Как говорят французы, "в некоторые другие времена" мне пришлось пожить в одной из арабских стран - Алжире. Я не просто там жил, как турист или как чужестранный путешественник. Я там работал в самой гуще алжирской жизни, среди простых и не очень простых алжирцев. Кстати, лучше не называть жителей арабских стран арабами. Почему-то им это не очень нравится. Лучше всего они воспринимают слово алжирец, по-французски - "алжирьен". Хотя я, конечно, понимаю, что, не смотря на прекрасные отношения, которые сложились у меня с некоторыми алжирцами, личностное расстояние между нами оставалось огромным. Главным препятствием, ну, просто огромным рвом между нами, был языковый барьер.
И как же ему не быть. Ведь главное, что определяет человека- это то, что он говорит. В мозги иначе, чем через разговор, не заглянешь. Во всяком случае, пока и в большинстве случаев. В недалёком будущем нам обещают такую печальную перспективу, как чтение мыслей, но и тогда я не думаю, что это коснётся большинства людей. Ну, кому мы нужны со своими мыслями? Разве что жене. Да и то не всегда.
Но, как говорят французы, "вернёмся к своим баранам", то есть ближе к теме. Кстати, очень даже не зря приходится так часто вспоминать французов. Ведь это благодаря "тёмным остаткам колониализма" в образе французского языка я всё же умудрился кое-что понять в загадочной арабско-алжирской душе своих коллег по работе и не только их.
Правда, многие мои коллеги по контракту умудрились поработать с алжирцами по два-четыре года и как-то обойтись без знания как арабского, так и французского языков. Что на это сказать? Мне их немного жаль. Они не воспользовались великолепной возможностью выйти за рамки своего "родного" болота, при этом надо заметить - советского болота. А уж более ограниченного кругозора даже трудно представить. Разве что кругозор бушменов пустыни Калахари.

Описание задания
Назовите все народы и жителей стран, которые упоминаются в тексте об Алжире.

Исходные данные
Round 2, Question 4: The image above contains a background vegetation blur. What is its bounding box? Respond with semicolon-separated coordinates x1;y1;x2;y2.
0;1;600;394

Ответ
Французы, арабы, алжирцы, бушмены.